Set task 1 »
Copy the portion of the article on automated POI name generation that begins with the words "The collected images" and ends with "automatic name generation.", keeping it identical to the original.

Given passage »
• • • • •
Artificial Intelligence 14 min read

Visual Technology for Automated POI Name Generation: STR, Text Detection, and Naming Practices

Amap’s visual‑technology pipeline automatically generates and updates POI names by crowdsourcing street‑level images, applying deep‑learning scene‑text recognition, dual‑branch classification of text attributes, and a BERT‑plus‑graph‑attention model that selects and orders recognized text, achieving about 95 % naming accuracy.

Amap Tech
Amap Tech
Amap Tech
Visual Technology for Automated POI Name Generation: STR, Text Detection, and Naming Practices

In the third article of Amap’s "Spring Recruitment" column, the content summarizes a talk by Haozhihui (Head of Amap Visual Technology Center) on the practice of visual technology for automated POI (Point of Interest) name generation.

Amap maintains more than 70 million POIs. New POIs are continuously added while some become obsolete. To keep the POI database up‑to‑date, Amap uses a crowdsourced image collection workflow: field staff walk along streets, capture continuous images of storefronts, and upload the images together with GPS coordinates.

The collected images are processed to extract POI content and location. The pipeline consists of three key computer‑vision tasks: natural scene text recognition (STR), text‑attribute determination and structuring, and automatic name generation.

Natural Scene Text Recognition (STR) – STR aims to read text that appears in real‑world scenes such as shop signs and road signs. Traditional STR (pre‑2012) relied on OCR pipelines with image preprocessing, binarization, MSER, and statistical classifiers. Since 2012, deep‑learning models have dominated the field, using architectures such as Textboxes++, Mask R‑CNN for text‑line detection, and LSTM/CTC or attention‑based sequence recognizers for character decoding. Amap’s current STR system combines a text‑line detection module (instance‑segmentation models like Mask R‑CNN) with two parallel recognition branches: a single‑character detector/recognizer and an end‑to‑end sequence recognizer. The two branches are fused to improve robustness, especially for ambiguous characters.
• • • • •
Set task 2 »
Count the lines in the records below that contain the string "cluster", treating uppercase and lowercase as different, and reply with the number only.
• • • • •
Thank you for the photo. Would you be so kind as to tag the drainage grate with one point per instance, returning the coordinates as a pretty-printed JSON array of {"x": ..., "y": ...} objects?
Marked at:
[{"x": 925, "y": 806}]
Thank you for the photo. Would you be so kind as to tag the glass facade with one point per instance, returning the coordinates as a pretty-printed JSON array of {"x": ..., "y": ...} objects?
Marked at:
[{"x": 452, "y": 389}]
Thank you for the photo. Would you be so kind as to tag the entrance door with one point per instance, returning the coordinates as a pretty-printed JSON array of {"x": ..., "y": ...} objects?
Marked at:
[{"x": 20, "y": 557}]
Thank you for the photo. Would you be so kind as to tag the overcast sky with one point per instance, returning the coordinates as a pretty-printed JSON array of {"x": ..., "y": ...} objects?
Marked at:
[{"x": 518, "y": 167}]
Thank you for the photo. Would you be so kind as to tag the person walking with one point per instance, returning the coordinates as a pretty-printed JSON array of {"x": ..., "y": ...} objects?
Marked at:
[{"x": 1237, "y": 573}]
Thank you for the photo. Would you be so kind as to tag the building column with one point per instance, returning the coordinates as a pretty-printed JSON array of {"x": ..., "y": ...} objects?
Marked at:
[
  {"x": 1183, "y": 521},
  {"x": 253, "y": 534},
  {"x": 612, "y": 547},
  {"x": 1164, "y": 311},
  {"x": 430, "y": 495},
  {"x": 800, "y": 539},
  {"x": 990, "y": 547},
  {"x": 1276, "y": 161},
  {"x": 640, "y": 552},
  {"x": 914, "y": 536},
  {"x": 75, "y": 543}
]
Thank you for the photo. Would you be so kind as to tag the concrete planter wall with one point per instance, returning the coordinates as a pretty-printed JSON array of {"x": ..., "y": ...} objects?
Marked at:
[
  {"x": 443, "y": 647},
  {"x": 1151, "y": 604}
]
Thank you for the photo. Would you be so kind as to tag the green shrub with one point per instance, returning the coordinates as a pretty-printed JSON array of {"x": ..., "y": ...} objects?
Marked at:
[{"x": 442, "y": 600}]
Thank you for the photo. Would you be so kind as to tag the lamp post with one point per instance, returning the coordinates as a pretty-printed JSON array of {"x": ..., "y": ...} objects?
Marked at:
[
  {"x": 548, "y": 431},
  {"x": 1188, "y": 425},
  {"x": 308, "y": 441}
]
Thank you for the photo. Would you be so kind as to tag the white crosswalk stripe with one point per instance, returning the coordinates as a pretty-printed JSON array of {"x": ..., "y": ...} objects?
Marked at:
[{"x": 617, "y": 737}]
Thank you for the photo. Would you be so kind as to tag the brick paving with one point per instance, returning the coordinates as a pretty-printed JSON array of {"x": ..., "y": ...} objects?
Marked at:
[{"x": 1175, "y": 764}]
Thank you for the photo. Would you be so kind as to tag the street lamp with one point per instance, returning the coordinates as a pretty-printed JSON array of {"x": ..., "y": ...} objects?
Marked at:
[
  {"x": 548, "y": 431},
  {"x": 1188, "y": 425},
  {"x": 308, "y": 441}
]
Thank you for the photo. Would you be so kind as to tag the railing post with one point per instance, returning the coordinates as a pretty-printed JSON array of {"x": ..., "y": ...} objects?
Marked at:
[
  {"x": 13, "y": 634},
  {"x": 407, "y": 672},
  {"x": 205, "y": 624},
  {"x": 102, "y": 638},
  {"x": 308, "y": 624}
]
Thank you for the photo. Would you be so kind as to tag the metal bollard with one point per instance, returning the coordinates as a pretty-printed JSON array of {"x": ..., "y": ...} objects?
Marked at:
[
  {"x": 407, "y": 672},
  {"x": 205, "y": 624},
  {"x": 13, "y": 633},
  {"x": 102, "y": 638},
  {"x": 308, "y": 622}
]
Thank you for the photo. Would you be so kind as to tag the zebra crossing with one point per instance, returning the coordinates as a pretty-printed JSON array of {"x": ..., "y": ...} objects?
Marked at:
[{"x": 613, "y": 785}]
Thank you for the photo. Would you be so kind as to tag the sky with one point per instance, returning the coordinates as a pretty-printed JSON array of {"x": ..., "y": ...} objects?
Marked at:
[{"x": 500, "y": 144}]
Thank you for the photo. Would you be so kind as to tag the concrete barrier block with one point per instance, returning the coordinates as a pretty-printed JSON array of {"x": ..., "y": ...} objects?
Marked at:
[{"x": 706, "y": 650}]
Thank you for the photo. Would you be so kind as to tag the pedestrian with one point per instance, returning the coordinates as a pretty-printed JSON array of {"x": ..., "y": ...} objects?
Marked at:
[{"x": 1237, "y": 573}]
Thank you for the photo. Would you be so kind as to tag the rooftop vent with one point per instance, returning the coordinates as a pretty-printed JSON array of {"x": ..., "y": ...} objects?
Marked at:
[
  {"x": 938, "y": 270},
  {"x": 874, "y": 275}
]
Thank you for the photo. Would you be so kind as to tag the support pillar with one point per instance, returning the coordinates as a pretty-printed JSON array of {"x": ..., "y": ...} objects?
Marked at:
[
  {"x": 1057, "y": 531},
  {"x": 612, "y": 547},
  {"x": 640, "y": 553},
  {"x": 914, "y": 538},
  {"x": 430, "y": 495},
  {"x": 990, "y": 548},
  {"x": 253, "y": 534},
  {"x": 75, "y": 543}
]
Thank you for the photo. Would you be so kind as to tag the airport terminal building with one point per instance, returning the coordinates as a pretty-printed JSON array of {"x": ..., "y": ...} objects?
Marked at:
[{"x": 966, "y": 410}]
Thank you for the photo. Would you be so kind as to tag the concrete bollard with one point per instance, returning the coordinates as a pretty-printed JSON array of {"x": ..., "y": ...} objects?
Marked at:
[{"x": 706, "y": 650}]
• • • • •
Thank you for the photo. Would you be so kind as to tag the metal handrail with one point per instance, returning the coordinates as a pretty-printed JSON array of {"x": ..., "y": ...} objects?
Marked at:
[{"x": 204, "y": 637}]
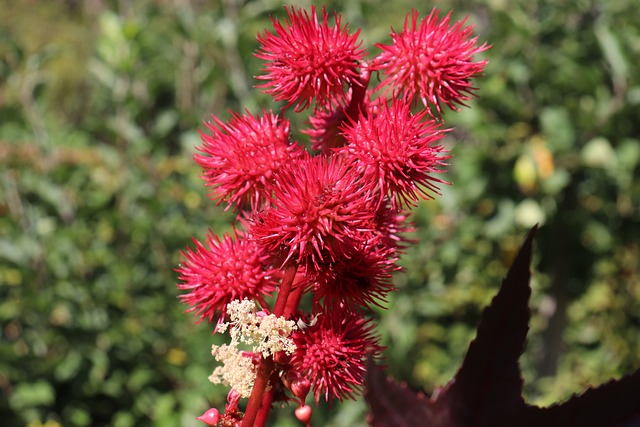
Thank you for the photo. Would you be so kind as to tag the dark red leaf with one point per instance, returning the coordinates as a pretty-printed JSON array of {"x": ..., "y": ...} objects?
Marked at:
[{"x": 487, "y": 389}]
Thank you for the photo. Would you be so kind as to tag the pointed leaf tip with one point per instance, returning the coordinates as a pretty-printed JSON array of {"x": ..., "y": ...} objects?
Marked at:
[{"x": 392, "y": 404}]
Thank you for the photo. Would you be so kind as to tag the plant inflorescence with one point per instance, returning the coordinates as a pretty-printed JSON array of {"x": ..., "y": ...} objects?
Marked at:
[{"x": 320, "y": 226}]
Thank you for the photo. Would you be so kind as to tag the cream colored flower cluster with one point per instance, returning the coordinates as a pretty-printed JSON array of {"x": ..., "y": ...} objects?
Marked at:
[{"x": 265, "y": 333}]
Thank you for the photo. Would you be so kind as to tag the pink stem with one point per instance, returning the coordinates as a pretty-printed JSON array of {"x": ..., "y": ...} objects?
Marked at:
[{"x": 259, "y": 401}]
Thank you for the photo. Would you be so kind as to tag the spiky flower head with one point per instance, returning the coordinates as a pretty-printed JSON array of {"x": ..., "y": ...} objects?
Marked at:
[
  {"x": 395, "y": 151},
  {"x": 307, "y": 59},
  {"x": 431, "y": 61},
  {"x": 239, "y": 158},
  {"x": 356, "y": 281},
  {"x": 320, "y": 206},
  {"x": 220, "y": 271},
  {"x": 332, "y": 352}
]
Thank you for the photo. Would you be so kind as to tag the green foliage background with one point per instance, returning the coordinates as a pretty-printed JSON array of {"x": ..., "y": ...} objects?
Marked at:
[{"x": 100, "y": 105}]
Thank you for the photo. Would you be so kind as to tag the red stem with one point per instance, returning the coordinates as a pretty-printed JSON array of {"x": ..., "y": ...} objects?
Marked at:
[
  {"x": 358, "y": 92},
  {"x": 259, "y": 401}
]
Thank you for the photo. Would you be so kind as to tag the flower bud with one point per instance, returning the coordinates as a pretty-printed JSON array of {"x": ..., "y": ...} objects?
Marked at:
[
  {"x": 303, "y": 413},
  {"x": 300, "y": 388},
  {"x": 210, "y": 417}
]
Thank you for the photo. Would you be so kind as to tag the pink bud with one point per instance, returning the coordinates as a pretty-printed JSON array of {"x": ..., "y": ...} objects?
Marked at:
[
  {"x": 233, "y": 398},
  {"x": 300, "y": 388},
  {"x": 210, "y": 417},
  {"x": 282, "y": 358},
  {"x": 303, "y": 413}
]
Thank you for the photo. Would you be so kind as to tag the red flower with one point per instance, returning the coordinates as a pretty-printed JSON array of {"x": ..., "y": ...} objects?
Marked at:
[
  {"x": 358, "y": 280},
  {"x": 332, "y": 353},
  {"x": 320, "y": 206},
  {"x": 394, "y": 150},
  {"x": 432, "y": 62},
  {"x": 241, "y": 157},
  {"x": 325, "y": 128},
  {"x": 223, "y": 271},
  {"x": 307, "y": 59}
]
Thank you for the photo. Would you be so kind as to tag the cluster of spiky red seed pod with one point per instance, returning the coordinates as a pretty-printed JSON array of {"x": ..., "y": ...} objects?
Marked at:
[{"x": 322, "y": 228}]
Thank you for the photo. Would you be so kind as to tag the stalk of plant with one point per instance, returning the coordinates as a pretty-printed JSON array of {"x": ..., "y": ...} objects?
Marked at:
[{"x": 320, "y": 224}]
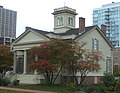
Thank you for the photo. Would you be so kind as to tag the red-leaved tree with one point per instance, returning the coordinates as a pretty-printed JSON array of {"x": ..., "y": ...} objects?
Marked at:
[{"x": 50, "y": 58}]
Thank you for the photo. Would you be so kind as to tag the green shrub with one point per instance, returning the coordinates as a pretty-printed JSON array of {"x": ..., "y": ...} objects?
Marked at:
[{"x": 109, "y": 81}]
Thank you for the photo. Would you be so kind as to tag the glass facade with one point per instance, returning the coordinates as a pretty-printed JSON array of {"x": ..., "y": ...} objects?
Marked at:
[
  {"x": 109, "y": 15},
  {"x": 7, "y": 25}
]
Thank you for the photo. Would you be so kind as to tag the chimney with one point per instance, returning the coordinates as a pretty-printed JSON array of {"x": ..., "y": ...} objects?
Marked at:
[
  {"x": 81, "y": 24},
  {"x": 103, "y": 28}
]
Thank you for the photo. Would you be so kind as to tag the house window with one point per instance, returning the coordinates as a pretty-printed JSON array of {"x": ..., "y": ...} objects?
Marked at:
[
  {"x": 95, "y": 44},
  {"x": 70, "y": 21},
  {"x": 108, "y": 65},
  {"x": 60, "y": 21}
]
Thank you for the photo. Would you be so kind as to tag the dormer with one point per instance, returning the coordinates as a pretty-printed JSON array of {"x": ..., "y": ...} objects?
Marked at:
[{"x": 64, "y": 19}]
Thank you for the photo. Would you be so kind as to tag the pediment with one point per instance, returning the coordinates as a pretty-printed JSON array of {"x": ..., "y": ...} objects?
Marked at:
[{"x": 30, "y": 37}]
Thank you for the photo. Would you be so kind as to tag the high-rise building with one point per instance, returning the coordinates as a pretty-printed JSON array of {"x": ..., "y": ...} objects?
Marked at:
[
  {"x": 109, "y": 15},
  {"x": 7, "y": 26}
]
• • • • •
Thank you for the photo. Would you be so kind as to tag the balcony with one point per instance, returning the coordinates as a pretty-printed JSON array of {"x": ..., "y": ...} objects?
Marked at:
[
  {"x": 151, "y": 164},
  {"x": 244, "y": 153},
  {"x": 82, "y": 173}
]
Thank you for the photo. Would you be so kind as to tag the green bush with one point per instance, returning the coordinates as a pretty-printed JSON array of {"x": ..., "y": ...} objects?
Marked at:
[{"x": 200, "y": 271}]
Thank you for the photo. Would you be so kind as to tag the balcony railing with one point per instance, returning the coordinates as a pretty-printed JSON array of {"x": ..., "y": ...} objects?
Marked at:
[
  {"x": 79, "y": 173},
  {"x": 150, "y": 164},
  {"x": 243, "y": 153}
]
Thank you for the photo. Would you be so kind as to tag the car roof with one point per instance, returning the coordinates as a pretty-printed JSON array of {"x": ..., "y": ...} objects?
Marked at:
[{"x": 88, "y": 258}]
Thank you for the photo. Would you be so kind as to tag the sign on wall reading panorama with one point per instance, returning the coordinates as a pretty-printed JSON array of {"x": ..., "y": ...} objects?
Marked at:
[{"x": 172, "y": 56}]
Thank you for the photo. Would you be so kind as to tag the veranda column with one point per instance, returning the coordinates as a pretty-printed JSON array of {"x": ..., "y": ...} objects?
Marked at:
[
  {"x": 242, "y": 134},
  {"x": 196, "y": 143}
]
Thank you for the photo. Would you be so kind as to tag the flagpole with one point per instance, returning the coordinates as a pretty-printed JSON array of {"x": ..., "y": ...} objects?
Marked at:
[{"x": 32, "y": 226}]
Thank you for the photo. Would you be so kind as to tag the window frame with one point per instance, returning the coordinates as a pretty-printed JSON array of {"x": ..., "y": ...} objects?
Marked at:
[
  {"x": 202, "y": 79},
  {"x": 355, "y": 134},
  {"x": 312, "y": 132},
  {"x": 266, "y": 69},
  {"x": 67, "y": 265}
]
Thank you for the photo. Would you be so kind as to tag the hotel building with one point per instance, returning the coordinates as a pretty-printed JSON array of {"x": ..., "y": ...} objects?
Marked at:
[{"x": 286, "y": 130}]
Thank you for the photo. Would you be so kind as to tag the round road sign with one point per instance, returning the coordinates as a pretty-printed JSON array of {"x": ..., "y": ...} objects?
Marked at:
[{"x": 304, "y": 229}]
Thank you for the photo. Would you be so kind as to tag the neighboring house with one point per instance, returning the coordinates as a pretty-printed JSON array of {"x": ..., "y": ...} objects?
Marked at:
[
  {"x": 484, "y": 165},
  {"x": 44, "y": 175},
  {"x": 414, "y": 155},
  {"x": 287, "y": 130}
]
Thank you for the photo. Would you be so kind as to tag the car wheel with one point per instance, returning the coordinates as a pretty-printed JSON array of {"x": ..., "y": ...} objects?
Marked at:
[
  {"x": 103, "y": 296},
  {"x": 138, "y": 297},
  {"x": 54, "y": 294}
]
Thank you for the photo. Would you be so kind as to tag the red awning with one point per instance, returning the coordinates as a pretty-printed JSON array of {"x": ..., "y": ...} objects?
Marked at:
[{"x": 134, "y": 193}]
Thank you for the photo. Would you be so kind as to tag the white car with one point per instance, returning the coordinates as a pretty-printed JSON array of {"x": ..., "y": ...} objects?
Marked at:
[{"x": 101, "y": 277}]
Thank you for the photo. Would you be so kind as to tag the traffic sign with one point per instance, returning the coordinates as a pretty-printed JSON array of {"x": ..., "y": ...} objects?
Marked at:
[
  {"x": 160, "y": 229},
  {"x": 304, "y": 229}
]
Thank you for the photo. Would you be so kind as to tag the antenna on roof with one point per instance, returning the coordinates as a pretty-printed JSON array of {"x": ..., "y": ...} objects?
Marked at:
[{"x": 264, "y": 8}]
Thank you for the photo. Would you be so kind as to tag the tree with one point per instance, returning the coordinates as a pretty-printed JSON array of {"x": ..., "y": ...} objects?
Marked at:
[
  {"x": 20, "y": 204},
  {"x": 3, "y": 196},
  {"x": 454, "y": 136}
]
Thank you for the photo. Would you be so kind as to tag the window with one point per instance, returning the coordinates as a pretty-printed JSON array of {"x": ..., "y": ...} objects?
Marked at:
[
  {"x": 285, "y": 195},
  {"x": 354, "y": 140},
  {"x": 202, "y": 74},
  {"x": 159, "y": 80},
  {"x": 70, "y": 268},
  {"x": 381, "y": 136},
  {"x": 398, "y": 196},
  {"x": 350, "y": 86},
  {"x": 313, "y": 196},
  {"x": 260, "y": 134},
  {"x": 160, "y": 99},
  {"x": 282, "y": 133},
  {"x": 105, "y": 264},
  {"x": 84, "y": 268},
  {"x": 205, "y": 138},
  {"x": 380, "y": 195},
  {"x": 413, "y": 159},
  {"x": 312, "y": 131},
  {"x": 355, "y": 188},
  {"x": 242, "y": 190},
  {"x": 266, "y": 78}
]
• • • • •
Response 1 »
The collected images are processed to extract POI content and location. The pipeline consists of three key computer‑vision tasks: natural scene text recognition (STR), text‑attribute determination and structuring, and automatic name generation.

Response 2 »
2